__CONSIGNE A__:
Dans l'article sur la communication interne en période de crise, quel organisme a récemment réuni les responsables de la communication interne ?

__TEXTE CITÉ__:
::::::::

Communication
interne
En période de crise, pensez à communiquer en interne
Par Phénélope Sémavoine
Alors que nous vivons une crise sans précédent qui touche
tous les secteurs de l’économie, nulle organisation n’est à
l’abri. Restructurations, fusions-acquisitions, remplacement de
cadres dirigeants et plans de rigueur budgétaire sont autant de
changements qui suscitent de nombreuses inquiétudes à tous les
niveaux de l’entreprise. Il est alors important de renforcer les
dispositifs de communication en interne afin de préserver la
réputation des organisations, maintenir la motivation des
collaborateurs et rétablir la confiance des équipes.
Si les entreprises sont prêtes à communiquer auprès de leurs
collaborateurs, trouver la bonne stratégie représente un
casse-tête. Les responsables de la communication interne ont
récemment été réunis par l’AFCI pour réfléchir ensemble à la
question “Quelle communication interne face à la crise financière
actuelle?” et partager quelques-uns des dispositifs mis en place
dans différentes entreprises. Quant aux participants aux forums de
l’Ujjef , ils échangent autour de la thématique “Crise économique
et financière : comment adapter sa communication interne?”.
Il n’existe pas de plan de communication prêt-à-l’emploi, et
avant de définir une communication interne adaptée, il est
nécessaire de comprendre la stratégie de l’organisation, sa
structure, sa culture, ce qui va changer avec la crise, la
relation qu’entretiennent les dirigeants avec leurs équipes et
enfin, les inquiétudes des collaborateurs. Néanmoins, certains
principes peuvent être suivis dans la plupart des cas.
Evitez la naissance de rumeurs dans l’organisation :
communiquez ! Inquiets pour le futur de leur entreprise, de leur
site de production ou de leur emploi, les salariés d’un groupe se
renseigneront auprès de différents interlocuteurs pour comprendre
quels seront les effets de la crise sur l’organisation. Tant
qu’aucune communication ne leur aura été transmise, ils seront
amenés à spéculer sur l’avenir et propager des rumeurs qui peuvent
se diffuser très rapidement tant en interne qu’en externe. Les
organisations possédant une présence à l’international sont
exposées à une diffusion transfrontalière de rumeurs, favorisée
par le travail en réseau des équipes ainsi que par l’utilisation
d’internet et de réseaux sociaux : forums et blogs en ligne
foisonnent d’informations émises par les salariés d’entreprises,
informations souvent reprises par les médias avec des conséquences
directes sur les cours de l’action en bourse.

::::::::

Entrées d'annotation de segmentation
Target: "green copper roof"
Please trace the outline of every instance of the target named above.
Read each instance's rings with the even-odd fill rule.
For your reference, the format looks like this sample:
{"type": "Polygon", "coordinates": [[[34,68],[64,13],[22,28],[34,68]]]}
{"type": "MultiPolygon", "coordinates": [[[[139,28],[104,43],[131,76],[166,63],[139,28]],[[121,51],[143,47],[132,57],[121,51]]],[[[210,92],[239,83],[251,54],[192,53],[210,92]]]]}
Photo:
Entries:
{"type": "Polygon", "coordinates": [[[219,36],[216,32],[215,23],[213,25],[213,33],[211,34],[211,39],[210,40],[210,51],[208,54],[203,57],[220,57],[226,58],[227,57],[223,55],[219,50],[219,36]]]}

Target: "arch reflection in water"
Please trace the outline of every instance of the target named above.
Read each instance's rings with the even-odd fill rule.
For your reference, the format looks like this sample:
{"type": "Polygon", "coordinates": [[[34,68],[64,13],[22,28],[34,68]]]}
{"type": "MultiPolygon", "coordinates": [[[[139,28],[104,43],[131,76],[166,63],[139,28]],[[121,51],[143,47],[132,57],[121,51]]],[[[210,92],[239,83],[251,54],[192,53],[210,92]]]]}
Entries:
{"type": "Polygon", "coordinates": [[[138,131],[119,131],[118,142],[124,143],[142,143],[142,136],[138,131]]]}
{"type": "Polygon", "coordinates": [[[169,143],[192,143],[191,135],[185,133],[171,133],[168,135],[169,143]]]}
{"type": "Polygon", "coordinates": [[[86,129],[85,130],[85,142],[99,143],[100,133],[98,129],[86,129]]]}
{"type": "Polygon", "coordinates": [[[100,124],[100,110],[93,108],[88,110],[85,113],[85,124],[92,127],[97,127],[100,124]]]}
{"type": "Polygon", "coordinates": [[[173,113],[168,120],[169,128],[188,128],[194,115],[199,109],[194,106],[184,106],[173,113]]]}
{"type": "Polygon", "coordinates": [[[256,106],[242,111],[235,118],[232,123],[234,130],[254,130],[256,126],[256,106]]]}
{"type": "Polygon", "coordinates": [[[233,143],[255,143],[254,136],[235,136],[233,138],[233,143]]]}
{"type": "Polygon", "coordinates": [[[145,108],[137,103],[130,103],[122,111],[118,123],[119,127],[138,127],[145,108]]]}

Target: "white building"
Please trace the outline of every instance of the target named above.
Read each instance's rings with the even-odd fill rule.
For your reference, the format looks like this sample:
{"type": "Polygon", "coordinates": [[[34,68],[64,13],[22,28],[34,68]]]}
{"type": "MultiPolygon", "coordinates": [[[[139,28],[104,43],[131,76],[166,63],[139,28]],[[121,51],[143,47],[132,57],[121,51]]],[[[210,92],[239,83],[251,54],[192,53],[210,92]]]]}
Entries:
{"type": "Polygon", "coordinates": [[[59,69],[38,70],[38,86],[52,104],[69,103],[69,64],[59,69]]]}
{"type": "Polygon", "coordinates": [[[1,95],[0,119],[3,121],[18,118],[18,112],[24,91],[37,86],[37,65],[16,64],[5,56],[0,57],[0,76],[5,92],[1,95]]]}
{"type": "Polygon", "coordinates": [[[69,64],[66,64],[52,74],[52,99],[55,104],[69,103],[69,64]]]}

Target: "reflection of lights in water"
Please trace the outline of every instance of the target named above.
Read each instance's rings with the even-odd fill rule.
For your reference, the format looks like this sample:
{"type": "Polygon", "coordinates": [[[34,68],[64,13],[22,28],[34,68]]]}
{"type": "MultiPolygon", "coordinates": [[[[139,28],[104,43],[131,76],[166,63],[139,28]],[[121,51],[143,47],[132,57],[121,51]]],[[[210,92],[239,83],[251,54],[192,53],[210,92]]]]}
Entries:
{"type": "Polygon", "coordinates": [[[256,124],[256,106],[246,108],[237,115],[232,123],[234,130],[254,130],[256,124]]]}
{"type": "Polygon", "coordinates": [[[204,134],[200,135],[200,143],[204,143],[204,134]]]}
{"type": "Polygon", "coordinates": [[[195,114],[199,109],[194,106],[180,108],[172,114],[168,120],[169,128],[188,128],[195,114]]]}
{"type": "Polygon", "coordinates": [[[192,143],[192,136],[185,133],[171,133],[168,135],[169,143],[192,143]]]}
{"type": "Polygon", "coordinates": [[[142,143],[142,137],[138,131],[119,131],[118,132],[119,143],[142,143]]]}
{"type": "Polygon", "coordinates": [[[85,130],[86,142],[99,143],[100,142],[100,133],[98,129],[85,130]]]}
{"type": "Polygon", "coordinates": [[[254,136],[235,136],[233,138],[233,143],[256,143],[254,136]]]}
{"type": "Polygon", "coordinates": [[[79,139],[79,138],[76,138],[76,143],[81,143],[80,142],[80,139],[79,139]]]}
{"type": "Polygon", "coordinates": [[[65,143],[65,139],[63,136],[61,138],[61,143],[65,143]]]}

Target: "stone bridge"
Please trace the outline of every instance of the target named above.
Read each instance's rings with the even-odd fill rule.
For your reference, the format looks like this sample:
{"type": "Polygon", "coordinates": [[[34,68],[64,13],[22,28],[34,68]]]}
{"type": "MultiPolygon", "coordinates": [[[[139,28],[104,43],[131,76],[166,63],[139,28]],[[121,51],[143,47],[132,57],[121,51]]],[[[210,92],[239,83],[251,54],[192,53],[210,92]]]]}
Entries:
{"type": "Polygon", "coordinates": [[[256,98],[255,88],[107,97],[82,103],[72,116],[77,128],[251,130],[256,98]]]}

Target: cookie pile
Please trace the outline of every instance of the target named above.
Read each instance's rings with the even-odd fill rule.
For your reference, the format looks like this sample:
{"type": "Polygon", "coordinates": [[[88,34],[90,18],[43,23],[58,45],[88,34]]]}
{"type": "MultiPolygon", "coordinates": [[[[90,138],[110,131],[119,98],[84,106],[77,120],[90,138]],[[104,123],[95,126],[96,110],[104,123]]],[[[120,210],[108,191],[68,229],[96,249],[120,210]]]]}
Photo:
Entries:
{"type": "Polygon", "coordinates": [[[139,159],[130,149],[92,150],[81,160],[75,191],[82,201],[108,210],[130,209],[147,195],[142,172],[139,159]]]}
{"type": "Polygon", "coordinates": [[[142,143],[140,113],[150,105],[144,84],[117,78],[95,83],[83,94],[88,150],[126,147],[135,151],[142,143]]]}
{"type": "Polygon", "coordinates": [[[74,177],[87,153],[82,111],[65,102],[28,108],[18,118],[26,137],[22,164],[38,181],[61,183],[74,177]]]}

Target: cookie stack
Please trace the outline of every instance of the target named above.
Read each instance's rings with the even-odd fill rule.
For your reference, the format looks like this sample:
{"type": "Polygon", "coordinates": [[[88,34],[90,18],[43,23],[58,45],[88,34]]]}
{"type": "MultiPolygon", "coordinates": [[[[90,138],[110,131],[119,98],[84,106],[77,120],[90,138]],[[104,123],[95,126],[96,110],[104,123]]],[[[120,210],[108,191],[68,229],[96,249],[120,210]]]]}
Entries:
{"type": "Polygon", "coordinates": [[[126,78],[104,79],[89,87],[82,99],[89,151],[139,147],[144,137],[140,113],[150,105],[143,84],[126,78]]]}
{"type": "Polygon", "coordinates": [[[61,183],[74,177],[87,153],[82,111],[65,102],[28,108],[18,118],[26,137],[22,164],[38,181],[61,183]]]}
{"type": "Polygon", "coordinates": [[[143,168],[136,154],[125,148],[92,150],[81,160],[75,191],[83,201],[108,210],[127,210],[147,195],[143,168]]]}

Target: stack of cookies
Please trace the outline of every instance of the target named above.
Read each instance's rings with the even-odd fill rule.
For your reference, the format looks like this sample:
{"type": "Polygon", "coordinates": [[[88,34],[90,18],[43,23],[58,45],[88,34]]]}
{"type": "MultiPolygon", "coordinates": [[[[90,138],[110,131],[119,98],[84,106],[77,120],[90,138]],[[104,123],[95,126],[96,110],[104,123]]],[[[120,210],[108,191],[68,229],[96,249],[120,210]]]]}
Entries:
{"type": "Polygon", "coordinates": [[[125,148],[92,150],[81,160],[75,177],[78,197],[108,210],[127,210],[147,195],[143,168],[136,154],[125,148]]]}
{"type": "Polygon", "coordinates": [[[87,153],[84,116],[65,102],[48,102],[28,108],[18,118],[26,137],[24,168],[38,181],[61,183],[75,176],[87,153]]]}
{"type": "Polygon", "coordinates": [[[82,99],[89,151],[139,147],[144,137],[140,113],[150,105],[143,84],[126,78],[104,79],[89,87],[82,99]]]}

::::::::

__CONSIGNE B__:
Relevez chaque ligne des enregistrements qui contient la chaîne « stack », en respectant la casse.

__RÉPONSE RÉDIGÉE A__:
L'AFCI.

__RÉPONSE RÉDIGÉE B__:
Target: cookie stack
Target: stack of cookies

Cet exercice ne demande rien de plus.